-- Entries supplied follows --

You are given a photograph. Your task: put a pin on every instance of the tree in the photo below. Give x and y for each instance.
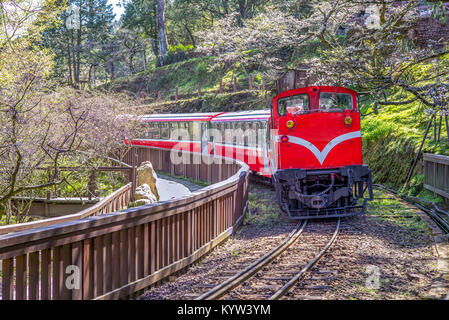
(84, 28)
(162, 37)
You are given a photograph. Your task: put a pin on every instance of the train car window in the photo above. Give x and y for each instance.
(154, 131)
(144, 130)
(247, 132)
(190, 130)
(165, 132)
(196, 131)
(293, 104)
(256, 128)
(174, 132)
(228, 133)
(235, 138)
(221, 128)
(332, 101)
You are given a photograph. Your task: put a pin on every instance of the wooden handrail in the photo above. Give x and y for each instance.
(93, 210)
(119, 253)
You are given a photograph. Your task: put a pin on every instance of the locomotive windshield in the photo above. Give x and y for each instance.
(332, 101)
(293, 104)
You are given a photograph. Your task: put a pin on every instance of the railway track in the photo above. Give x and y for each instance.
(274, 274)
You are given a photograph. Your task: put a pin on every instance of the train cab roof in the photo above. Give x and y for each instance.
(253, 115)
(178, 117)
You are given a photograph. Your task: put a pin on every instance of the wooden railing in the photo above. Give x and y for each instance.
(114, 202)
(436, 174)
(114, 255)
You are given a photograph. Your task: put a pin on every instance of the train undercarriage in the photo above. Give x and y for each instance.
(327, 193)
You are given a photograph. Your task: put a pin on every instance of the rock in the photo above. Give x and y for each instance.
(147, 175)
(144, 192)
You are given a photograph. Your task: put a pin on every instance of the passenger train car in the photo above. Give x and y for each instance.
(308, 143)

-- Entries supplied concluded --

Leave out every picture and transcribe the remaining entries exactly.

◆ Reply to the exercise
You are given a photograph. Your task: put a pin on every instance of the tree in the photo below. Give x and y for each instance.
(84, 28)
(162, 37)
You are given a photograph. Your task: put a pin on every instance of the train car window in the photo above. Give x and y for each instance.
(154, 131)
(144, 130)
(247, 132)
(190, 130)
(165, 132)
(196, 131)
(293, 104)
(256, 128)
(174, 132)
(228, 133)
(235, 138)
(221, 128)
(332, 101)
You are given a photograph. Your task: put a pin on every instance of the wooden handrail in the photo above. Give x and y for each instance.
(93, 210)
(119, 253)
You are given a photograph. Your task: put a pin on every instance of the locomotive windshield in the photo above. Give x and y for each instance.
(332, 101)
(293, 104)
You are given a photograph. Your task: put a pin on every instance of the railway track in the photo above. Give x and y for each instance.
(274, 274)
You are given a photograph. Your task: put a pin on every instance of the train cab roof in the photo above. Give x and y for each instance.
(253, 115)
(178, 117)
You are given a photograph. Your task: put a pin on every instance of the wooden railing in the photo above. Give x and y for each instance.
(114, 202)
(436, 174)
(114, 255)
You are given a photograph. Your task: put a pin on every instance of the train undercarriage in the photo above. Give x and y for each instance.
(327, 193)
You are given a photograph. Your task: put a pin on every instance of the rock in the photo above. Give x and y for each instance.
(147, 175)
(144, 192)
You are given a photograph. Your task: put a pin on every instance of the passenger train car in the photo above. Give x and y for each instance.
(308, 143)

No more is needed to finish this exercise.